- _Task details_
Please revise the records below by replacing "path" with "trail" wherever it appears. Leave everything else as it is.

Region outline records
□ □ □
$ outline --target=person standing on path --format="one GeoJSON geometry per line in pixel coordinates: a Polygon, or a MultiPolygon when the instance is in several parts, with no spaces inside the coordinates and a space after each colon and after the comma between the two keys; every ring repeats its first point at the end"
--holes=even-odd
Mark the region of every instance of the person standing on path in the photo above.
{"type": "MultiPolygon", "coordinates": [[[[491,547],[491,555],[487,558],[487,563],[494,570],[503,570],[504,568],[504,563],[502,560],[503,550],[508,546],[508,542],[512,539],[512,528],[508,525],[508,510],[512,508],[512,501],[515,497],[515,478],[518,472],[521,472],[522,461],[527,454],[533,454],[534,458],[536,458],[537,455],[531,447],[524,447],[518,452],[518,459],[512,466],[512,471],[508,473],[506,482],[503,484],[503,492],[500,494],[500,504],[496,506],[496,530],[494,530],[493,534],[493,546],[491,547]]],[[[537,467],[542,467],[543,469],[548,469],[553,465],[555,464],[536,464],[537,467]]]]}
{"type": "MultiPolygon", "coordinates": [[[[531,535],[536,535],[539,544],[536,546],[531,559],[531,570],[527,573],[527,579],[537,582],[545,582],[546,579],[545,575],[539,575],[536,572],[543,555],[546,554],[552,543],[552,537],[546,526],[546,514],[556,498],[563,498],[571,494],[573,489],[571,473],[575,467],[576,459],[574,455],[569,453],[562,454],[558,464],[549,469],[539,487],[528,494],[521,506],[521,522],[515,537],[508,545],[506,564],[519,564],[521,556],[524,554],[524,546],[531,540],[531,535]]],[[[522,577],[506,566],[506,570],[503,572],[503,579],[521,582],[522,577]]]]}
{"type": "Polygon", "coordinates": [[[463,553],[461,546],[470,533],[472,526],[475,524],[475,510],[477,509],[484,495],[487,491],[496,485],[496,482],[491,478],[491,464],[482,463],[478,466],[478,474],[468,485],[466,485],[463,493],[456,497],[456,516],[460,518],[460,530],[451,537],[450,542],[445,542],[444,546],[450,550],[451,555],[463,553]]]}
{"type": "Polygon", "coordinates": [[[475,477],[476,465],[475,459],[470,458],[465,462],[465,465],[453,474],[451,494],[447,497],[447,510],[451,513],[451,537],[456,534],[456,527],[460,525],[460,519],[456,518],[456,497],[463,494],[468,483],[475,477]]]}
□ □ □
- _Exercise solution_
$ outline --target=person standing on trail --format="one GeoJSON geometry per line in pixel coordinates: a Polygon, or a MultiPolygon when the instance is in several parts, with no spaces inside the coordinates and a space after each colon and after the comma between the two keys; every ring repeats its first point at the end"
--holes=even-odd
Mark the region of every instance of the person standing on trail in the photo above.
{"type": "MultiPolygon", "coordinates": [[[[491,547],[491,555],[487,558],[487,563],[494,570],[503,570],[504,568],[504,563],[502,560],[503,550],[508,546],[508,542],[512,539],[512,528],[508,525],[508,510],[512,508],[512,501],[515,497],[515,478],[518,472],[521,472],[522,461],[527,454],[533,454],[534,458],[536,458],[537,455],[531,447],[524,447],[518,452],[518,459],[512,466],[512,471],[508,473],[506,482],[503,484],[503,492],[500,494],[500,504],[496,506],[496,530],[494,530],[493,534],[493,546],[491,547]]],[[[537,467],[542,467],[543,469],[548,469],[553,465],[555,464],[536,464],[537,467]]]]}
{"type": "MultiPolygon", "coordinates": [[[[531,535],[536,535],[539,544],[536,546],[531,559],[531,570],[527,573],[527,579],[537,582],[545,582],[546,579],[545,575],[539,575],[536,572],[543,555],[546,554],[552,543],[552,537],[546,526],[546,514],[556,498],[563,498],[571,494],[573,489],[571,473],[575,467],[576,459],[574,455],[569,453],[562,454],[558,464],[549,469],[539,487],[528,494],[521,506],[521,522],[515,537],[508,545],[506,564],[519,564],[521,556],[524,554],[524,546],[531,540],[531,535]]],[[[522,577],[506,566],[506,570],[503,572],[503,579],[521,582],[522,577]]]]}
{"type": "Polygon", "coordinates": [[[463,553],[461,546],[470,533],[472,526],[475,524],[475,510],[477,509],[484,495],[487,491],[496,485],[496,482],[491,478],[491,464],[482,463],[478,466],[478,474],[468,485],[466,485],[463,493],[456,497],[456,516],[460,518],[460,530],[451,537],[450,542],[445,542],[444,546],[450,550],[451,555],[463,553]]]}
{"type": "Polygon", "coordinates": [[[475,477],[476,465],[475,459],[470,458],[465,462],[465,465],[453,474],[451,494],[447,497],[447,510],[451,513],[451,537],[456,534],[456,527],[460,525],[460,519],[456,518],[456,497],[463,494],[468,483],[475,477]]]}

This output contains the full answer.